[Stored items from a collection]
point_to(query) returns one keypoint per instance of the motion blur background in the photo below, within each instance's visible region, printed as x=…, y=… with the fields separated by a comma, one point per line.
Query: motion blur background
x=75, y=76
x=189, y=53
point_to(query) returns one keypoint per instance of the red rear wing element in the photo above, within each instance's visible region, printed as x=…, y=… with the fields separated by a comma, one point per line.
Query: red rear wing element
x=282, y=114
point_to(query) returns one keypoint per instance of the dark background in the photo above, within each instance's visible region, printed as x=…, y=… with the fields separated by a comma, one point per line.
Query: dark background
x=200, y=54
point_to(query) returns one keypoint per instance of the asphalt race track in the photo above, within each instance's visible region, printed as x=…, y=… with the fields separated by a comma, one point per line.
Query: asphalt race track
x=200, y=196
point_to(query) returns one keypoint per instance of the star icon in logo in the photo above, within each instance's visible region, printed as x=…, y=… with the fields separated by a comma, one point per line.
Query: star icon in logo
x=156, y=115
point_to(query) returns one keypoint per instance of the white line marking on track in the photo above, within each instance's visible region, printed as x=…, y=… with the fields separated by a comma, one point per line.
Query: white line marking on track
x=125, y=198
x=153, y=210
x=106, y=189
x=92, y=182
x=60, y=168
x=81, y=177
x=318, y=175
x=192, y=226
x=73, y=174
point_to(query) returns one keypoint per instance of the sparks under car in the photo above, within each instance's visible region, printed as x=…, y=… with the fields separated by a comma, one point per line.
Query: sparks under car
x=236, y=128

--

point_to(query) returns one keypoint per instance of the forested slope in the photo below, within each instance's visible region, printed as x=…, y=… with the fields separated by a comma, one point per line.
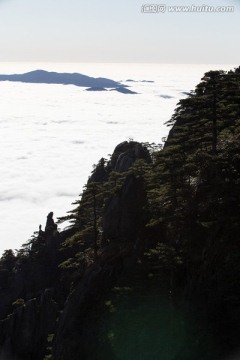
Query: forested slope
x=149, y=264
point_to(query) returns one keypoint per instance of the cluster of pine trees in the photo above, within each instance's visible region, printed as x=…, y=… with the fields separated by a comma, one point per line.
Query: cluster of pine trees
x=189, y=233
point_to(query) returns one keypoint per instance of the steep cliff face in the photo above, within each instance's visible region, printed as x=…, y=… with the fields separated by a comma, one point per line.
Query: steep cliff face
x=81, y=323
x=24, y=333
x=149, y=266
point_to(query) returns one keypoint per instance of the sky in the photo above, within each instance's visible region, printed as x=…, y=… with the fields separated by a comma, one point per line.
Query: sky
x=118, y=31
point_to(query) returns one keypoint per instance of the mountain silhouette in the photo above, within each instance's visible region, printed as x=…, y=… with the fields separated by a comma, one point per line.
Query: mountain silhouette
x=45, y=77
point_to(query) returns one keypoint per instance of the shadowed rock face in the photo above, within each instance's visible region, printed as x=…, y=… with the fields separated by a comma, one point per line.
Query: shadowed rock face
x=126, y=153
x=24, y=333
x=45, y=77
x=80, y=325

AIM OF THE EXERCISE – Arrange the lines from the one containing "point_to(query) returns one keypoint per instance of the star" through the one containing "x=236, y=128", both included, as a JSON list of strings with one string per line and blank lines omitted.

FULL SOLUTION –
[
  "point_to(query) returns one keypoint per instance of the star icon in logo in the photo above, within each instance's visible region, printed as x=…, y=… with the fields separated by a comma, one point per line.",
  "Query: star icon in logo",
  "x=156, y=115",
  "point_to(query) returns one keypoint per instance of the white line marking on track in the photo above, within each instance's visible region, printed as x=…, y=… with the fields separated by a comma, one point per line.",
  "Query: white line marking on track",
  "x=125, y=198",
  "x=153, y=210",
  "x=106, y=189",
  "x=92, y=182",
  "x=60, y=168",
  "x=81, y=177",
  "x=318, y=175",
  "x=192, y=226",
  "x=73, y=174",
  "point_to(query) returns one keypoint per instance of the sparks under car in the photo above, within each instance's visible region, printed as x=…, y=… with the fields separated by a comma, one point per line.",
  "Query: sparks under car",
  "x=236, y=128"
]